### Problem details:
Reproduce every line of the items below verbatim, preserving all characters, spacing, and order.

### Dataset entries:

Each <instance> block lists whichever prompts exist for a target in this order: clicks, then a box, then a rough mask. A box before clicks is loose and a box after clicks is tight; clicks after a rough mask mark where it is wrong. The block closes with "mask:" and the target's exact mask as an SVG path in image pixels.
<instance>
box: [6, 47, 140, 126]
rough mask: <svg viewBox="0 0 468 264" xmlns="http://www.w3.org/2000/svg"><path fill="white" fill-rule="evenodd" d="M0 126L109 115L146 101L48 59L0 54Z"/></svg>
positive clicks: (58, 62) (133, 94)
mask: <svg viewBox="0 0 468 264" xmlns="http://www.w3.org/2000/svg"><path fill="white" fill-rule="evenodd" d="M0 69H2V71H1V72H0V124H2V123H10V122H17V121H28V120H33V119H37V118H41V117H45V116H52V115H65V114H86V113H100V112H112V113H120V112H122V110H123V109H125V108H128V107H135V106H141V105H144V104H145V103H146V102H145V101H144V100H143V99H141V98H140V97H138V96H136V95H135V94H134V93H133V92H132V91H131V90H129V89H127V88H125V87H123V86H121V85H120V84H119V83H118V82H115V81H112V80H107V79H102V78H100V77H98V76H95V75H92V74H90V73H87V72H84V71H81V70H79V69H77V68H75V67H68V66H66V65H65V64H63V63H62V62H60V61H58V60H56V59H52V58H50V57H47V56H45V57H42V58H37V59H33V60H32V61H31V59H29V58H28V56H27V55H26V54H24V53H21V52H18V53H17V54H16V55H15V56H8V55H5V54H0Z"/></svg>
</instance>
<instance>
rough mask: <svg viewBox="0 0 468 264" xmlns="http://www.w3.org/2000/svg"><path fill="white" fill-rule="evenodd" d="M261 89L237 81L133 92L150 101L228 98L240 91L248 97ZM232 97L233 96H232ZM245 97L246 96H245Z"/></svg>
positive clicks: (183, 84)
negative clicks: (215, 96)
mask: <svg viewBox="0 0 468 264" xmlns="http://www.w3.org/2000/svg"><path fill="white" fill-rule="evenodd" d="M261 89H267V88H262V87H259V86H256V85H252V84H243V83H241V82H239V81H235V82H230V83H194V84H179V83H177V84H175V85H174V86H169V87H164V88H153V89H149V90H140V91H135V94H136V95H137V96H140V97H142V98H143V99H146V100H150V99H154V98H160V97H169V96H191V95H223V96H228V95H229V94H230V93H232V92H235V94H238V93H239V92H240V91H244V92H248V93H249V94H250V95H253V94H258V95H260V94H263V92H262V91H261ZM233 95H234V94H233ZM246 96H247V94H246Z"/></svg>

### Your response:
Each <instance> block lists whichever prompts exist for a target in this order: clicks, then a box, then a rough mask. A box before clicks is loose and a box after clicks is tight; clicks after a rough mask mark where it is wrong. The block closes with "mask:" and the target's exact mask as an SVG path in image pixels.
<instance>
box: [6, 47, 140, 126]
rough mask: <svg viewBox="0 0 468 264" xmlns="http://www.w3.org/2000/svg"><path fill="white" fill-rule="evenodd" d="M0 126L109 115L146 101L48 59L0 54Z"/></svg>
positive clicks: (58, 62) (133, 94)
mask: <svg viewBox="0 0 468 264" xmlns="http://www.w3.org/2000/svg"><path fill="white" fill-rule="evenodd" d="M0 69H2V71H1V72H0V124H2V123H10V122H17V121H28V120H33V119H37V118H41V117H45V116H52V115H65V114H86V113H100V112H112V113H120V112H122V110H123V109H125V108H128V107H135V106H141V105H144V104H145V103H146V102H145V101H144V100H143V99H141V98H140V97H138V96H136V95H135V94H134V93H133V92H132V91H131V90H129V89H127V88H125V87H123V86H121V85H120V84H119V83H118V82H115V81H112V80H107V79H102V78H100V77H98V76H95V75H92V74H90V73H87V72H84V71H81V70H79V69H77V68H75V67H68V66H66V65H65V64H63V63H62V62H60V61H58V60H56V59H52V58H50V57H47V56H45V57H42V58H37V59H33V60H32V61H31V59H29V58H28V56H27V55H26V54H24V53H21V52H18V53H17V54H16V55H15V56H8V55H5V54H0Z"/></svg>
</instance>
<instance>
rough mask: <svg viewBox="0 0 468 264" xmlns="http://www.w3.org/2000/svg"><path fill="white" fill-rule="evenodd" d="M261 89L237 81L133 92L150 101L228 98L240 91L248 97ZM232 97L233 96H232ZM245 97L246 96H245Z"/></svg>
positive clicks: (183, 84)
negative clicks: (215, 96)
mask: <svg viewBox="0 0 468 264" xmlns="http://www.w3.org/2000/svg"><path fill="white" fill-rule="evenodd" d="M261 89H267V88H262V87H259V86H256V85H252V84H243V83H241V82H239V81H235V82H230V83H194V84H179V83H177V84H175V85H174V86H169V87H164V88H153V89H149V90H140V91H135V94H136V95H137V96H140V97H142V98H143V99H146V100H150V99H154V98H160V97H169V96H191V95H223V96H228V95H229V94H230V93H232V92H235V94H238V93H239V92H240V91H244V92H248V93H249V94H250V95H253V94H258V95H260V94H263V92H262V91H261ZM233 95H234V94H233ZM246 96H247V94H246Z"/></svg>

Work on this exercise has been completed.